Bay of Plenty kiwifruit postharvest
Configurable line planning across several kiwifruit packhouses
Growth Mindset developed forecasting and line-planning software for a Bay of Plenty kiwifruit postharvest operator. The system used sample data and days after full bloom to estimate fruit size, then applied each packhouse's grader, equipment, labour and planning settings to prepare a site-specific production plan.
A common planning method could not assume a common packhouse
Several packhouses needed the same basic answer: what fruit was likely to arrive, what tray mix it would produce and how the line should be configured. The inputs and constraints were not uniform. Grader specifications, equipment capability, production rates, labour assumptions, cleared sizes and local priorities all changed the plan.
A useful system therefore had to separate what should be common from what had to remain local. The forecasting method could be shared. The settings that determined a feasible line plan had to stay visible and controllable at each packhouse.
Forecast fruit size before packing
The model used sample weights, pick date, full bloom date, variety and storage path to estimate fruit weight and size profile before the run. Growth curves based on days after full bloom supplied the expected distribution, which was then mapped into the commercial size bands used by the business.
Where quality-loss information was available, the system also estimated Class 1 packout. The result was an earlier view of expected trays by size and likely packout, not just a raw biological forecast.
One analytical method, with each site's operating settings kept explicit
A common calculation engine sat beneath the application. Local settings defined grader specifications, equipment capability, packing rates, labour assumptions, planning priorities and defaults.
This configuration was not a cosmetic layer. It changed which products and equipment combinations were feasible, how much manual packing was required and which options made sense for that site. Keeping these settings explicit allowed the method to remain consistent without pretending the packhouses were identical.
Convert the forecast into a site-specific line plan
The forecast profile was converted into expected trays, recommended equipment use and manual packing requirements. Optimisation logic evaluated capacity, eligibility rules, automation suitability and the priorities selected for the run.
Planners could save scenarios, review the assumptions, compare plans and export results to Excel or PDF. Structured outputs were also available for reporting and downstream automation where required.
Planning became consistent without making every site work the same way
Each packhouse began from the same forecasting method while retaining control over the settings that changed the answer. Teams could plan from an expected size profile before production began and leave a clear record of the scenario they intended to run.
The fruit size forecast also proved useful beyond line planning, extending the value of the model beyond its original role as an input to optimisation.

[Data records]
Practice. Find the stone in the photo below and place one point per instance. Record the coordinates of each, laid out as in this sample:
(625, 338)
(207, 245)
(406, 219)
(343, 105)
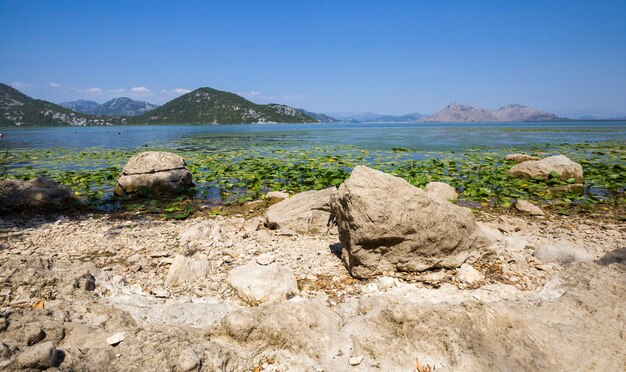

§ **Activity**
Return the passage of the kiwifruit packhouse text from "A common planning" up to and including "at each packhouse.", copied word for word. The data records stand apart from the text and serve as separate material.

§ **Answer space**
A common planning method could not assume a common packhouse
Several packhouses needed the same basic answer: what fruit was likely to arrive, what tray mix it would produce and how the line should be configured. The inputs and constraints were not uniform. Grader specifications, equipment capability, production rates, labour assumptions, cleared sizes and local priorities all changed the plan.
A useful system therefore had to separate what should be common from what had to remain local. The forecasting method could be shared. The settings that determined a feasible line plan had to stay visible and controllable at each packhouse.